▶ **Work to do**
Pick out every line in the data below that contains the word "white", and copy those lines. Case counts.

+++++

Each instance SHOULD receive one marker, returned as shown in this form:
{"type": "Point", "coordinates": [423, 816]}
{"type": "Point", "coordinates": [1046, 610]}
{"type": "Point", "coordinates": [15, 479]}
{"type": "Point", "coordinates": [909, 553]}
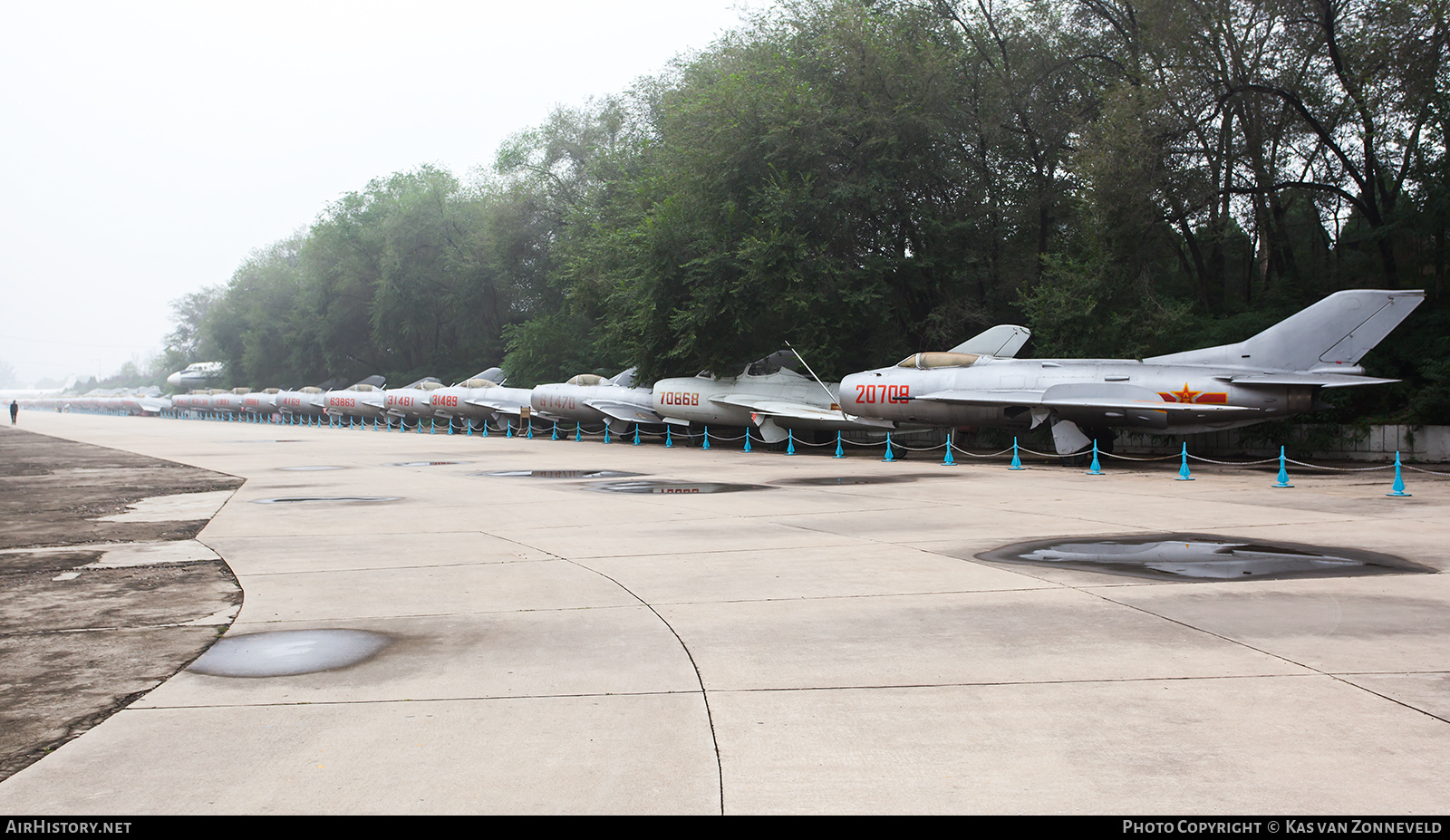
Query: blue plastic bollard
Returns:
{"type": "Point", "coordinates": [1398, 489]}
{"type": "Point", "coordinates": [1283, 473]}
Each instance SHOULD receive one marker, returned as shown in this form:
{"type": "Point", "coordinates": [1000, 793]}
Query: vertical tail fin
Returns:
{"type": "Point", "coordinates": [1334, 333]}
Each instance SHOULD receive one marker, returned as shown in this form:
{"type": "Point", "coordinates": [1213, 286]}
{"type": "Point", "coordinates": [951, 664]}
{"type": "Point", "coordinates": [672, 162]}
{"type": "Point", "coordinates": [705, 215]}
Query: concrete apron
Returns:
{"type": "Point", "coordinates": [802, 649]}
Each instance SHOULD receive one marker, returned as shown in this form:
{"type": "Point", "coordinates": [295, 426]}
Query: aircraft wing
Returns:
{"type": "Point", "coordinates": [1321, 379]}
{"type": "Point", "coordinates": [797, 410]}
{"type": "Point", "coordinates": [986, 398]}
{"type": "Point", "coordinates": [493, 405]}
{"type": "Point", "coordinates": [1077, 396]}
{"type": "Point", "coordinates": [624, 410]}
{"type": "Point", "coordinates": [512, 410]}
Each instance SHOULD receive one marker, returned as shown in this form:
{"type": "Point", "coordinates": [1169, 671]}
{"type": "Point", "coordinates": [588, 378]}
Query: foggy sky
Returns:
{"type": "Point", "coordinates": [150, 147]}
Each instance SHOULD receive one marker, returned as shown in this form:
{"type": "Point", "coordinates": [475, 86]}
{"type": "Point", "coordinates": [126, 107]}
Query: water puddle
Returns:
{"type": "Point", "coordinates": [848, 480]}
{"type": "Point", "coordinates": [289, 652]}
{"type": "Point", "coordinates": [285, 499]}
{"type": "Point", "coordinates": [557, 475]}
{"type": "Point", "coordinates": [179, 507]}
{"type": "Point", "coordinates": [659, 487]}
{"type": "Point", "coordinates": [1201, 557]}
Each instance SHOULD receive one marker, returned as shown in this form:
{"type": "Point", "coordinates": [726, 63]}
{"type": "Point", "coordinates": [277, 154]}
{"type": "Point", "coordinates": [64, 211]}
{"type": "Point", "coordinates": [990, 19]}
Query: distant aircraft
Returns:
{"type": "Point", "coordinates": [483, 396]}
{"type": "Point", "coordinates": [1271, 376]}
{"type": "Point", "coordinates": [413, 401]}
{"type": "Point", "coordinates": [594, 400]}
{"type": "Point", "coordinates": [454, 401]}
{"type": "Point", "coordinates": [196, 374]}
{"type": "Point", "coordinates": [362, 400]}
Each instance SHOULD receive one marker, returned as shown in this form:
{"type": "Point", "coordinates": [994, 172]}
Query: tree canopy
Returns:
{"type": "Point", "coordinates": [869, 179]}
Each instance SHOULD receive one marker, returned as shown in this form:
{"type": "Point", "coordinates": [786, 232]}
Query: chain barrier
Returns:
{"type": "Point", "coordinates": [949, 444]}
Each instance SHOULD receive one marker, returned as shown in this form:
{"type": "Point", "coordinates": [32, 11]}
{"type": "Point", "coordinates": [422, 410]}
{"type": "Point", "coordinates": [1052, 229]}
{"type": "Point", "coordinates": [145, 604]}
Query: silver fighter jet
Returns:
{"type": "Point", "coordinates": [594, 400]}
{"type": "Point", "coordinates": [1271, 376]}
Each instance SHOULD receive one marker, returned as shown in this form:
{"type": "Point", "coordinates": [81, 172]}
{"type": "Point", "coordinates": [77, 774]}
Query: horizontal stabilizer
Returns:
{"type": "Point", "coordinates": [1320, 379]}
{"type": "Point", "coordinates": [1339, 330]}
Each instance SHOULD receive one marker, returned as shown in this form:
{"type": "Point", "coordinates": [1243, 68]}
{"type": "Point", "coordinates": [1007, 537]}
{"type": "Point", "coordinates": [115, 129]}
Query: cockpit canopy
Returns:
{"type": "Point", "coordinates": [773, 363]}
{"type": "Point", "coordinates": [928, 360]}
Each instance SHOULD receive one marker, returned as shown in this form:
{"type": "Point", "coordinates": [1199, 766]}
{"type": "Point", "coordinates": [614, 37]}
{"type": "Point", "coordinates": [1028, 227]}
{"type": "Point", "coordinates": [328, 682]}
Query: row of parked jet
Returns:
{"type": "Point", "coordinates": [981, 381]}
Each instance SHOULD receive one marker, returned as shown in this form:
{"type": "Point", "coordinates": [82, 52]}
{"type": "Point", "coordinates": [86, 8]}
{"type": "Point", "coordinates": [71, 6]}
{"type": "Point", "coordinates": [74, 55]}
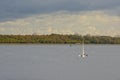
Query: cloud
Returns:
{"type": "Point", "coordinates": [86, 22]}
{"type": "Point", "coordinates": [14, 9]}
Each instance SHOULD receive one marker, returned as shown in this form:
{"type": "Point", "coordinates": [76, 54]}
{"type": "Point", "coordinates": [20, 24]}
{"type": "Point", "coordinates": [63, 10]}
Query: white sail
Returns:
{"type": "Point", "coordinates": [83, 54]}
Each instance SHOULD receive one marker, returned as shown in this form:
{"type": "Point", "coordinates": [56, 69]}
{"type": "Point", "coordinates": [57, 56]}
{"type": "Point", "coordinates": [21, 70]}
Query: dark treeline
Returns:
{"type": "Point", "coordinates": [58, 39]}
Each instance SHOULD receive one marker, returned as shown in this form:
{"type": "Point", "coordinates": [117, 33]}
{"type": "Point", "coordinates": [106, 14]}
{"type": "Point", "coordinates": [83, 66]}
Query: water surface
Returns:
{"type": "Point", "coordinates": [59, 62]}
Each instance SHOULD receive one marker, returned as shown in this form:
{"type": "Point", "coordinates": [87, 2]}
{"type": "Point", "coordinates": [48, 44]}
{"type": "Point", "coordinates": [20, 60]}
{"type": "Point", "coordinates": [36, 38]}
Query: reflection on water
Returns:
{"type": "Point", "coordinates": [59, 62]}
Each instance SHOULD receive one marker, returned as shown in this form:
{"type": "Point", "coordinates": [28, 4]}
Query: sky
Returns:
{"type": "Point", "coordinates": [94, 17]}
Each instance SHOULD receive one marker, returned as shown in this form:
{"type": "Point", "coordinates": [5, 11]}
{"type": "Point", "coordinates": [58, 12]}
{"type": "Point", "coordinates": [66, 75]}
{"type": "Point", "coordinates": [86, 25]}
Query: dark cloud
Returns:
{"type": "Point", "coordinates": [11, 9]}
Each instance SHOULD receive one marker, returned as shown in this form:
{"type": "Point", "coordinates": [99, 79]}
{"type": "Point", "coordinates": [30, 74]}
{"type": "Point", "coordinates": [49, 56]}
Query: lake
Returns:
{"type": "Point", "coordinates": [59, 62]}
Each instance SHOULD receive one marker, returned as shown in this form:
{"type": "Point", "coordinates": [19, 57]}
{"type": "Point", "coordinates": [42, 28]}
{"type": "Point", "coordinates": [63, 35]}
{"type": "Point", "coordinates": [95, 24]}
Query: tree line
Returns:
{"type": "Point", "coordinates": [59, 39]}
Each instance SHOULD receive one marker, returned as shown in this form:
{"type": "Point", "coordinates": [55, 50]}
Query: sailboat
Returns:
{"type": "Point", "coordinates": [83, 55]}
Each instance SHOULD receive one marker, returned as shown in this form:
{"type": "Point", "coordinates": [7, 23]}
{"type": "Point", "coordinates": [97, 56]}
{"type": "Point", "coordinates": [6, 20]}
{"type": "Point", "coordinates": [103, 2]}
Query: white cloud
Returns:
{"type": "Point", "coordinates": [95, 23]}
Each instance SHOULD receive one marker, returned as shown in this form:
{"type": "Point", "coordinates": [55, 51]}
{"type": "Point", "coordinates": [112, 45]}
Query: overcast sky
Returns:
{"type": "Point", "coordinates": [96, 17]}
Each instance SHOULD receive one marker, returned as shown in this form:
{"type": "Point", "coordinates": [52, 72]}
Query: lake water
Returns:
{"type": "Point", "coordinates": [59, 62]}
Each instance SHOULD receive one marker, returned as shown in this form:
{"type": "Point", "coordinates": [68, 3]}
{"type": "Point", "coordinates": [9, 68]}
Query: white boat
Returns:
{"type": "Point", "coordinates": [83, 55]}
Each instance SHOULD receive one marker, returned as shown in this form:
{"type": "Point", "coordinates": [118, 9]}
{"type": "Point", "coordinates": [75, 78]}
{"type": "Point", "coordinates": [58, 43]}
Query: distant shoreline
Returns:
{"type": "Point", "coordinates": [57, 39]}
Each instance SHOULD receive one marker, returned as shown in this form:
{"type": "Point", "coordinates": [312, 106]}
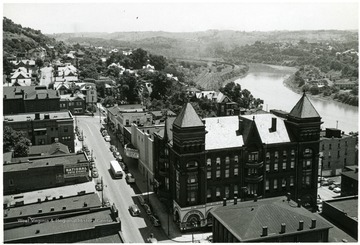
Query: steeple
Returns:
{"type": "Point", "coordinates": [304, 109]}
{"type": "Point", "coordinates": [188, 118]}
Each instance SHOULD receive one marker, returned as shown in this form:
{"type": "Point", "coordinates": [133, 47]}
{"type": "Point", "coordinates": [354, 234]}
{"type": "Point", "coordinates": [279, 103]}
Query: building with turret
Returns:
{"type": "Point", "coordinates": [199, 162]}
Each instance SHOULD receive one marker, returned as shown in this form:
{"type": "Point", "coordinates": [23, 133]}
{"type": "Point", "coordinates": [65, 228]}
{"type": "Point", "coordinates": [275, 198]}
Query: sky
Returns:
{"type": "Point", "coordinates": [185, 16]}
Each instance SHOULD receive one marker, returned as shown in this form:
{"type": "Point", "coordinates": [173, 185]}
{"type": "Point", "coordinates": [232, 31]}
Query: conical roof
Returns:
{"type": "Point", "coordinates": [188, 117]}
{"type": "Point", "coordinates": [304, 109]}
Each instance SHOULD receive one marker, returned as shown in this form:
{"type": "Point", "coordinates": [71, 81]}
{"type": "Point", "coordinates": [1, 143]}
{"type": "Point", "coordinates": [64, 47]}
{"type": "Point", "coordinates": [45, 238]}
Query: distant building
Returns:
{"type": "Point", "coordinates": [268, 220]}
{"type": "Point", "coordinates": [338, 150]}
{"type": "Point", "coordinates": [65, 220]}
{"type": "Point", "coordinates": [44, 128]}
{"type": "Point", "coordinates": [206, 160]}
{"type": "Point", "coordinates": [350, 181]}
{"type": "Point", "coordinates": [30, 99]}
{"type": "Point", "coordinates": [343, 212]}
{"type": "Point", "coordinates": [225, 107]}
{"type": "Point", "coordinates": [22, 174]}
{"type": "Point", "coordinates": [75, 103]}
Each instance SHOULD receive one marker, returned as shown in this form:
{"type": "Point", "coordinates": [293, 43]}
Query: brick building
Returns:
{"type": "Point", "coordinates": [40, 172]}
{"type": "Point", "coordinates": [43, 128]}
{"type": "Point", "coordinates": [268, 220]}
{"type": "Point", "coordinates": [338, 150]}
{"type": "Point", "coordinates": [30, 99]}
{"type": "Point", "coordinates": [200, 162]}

+++++

▶ **Output below**
Query: white sail
Query: white cloud
Query: white boat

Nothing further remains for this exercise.